* **原文**
0x5446 / api4sensevoice

API and websocket server for sensevoice. It has inherited some enhanced features, such as VAD detection, real-time streaming recognition, and speaker verification.
229 stars 32 forks source link

给作者的一些README和项目优化建议 #6

Closed RemSynch closed 2 months ago

RemSynch commented 2 months ago

作者你好,前面我已经提出了两个issue了,都是关于打开后白屏情况的,不过没解决,后续我进行了一系列自行的调整总算是成功运行项目了,然后想在这里提出一些优化的建议,让项目更利于小白应该能获得更高的stars,希望作者看到后能优化一下(能把我的代码收一下顺便给个贡献者就更好了哈哈)

1.启动的指令中的证书和密钥在README中并未提及 python server.py --port 8888 --certfile path_to_your_certfile --keyfile path_to_your_key 在看到这个指令后很多小白就不知道该怎么办了,就卡死在这步了,我是从blbl过来的看到评论区也有几个人提问了这个参数该怎么办之类的但是没人解答,解决方法: 运行:openssl req -x509 -newkey rsa:4096 -keyout keyfile.pem -out certfile.pem -days 365 -nodes 在本地生成一个keyfile.pem和一个certfile.pem,文件路径就是用于填写的参数 例如是在当前目录下生成的证书和密钥则: python server.py --port 8888 --certfile ./certfile.pem --keyfile ./keyfile.pem

2.应该有很多小伙伴跟我一样都是想要个流式ASR的实现然后找到这的,项目应该提供个最基础简单的流式ASR实现 因为没提供基础实现的话,就像关于我遇到的问题,两个脚本启动后都是空白页面显示无法连接的情况,可能就会放弃了 嗯这个问题我依旧没找到解决方案,但是我自行修改了一下代码实现了命令行中直接运行而不需要开放为api的代码,我认为这应该是最简单的实践,如果有跟我遇到一样问题的同学也可以拿这段代码尝试run一下(注意我这里修改了模型路径为本地的:model='./SenseVoiceSmall',还有声纹锁音频:"speaker/speaker_mine_converted.wav") 新建文件server_test.py,与server_wss.py平行即可,直接粘贴下面的代码:

import logging

# Set up logging
logging.basicConfig(level=logging.DEBUG)

* **指令 A**
根据原文,发帖人把模型路径改成了什么?
* **指令 B**
请原样返回原文中从“0x5446 / api4sensevoice”开始一直到“and speaker verification.”为止的全部文字。
作答时用不到这些数据行。

* **提供的数据**

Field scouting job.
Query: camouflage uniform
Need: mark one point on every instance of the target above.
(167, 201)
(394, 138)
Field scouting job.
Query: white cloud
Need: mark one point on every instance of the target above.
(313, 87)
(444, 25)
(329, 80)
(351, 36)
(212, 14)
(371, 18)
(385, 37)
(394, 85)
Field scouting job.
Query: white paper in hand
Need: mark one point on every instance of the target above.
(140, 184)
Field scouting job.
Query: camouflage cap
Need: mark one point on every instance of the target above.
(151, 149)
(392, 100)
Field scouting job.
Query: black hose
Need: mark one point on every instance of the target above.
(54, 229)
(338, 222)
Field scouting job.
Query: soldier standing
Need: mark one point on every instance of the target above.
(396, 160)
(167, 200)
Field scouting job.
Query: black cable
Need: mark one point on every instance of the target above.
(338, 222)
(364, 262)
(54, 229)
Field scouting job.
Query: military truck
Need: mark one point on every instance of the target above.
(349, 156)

--

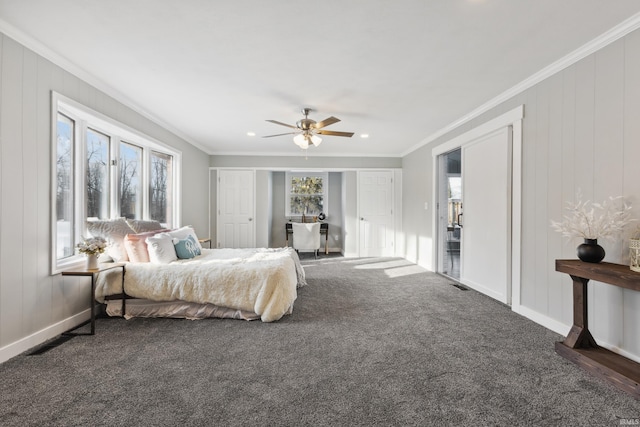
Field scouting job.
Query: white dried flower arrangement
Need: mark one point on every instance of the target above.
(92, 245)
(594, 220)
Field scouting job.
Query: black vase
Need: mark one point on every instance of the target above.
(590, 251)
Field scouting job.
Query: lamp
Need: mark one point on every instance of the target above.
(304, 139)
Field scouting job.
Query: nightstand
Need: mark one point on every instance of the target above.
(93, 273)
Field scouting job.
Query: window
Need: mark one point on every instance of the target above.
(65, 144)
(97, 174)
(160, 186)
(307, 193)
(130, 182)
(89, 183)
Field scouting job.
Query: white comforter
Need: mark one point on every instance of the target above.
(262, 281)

* **正确答案 A**
改成了本地路径 ./SenseVoiceSmall。

* **正确答案 B**
0x5446 / api4sensevoice

API and websocket server for sensevoice. It has inherited some enhanced features, such as VAD detection, real-time streaming recognition, and speaker verification.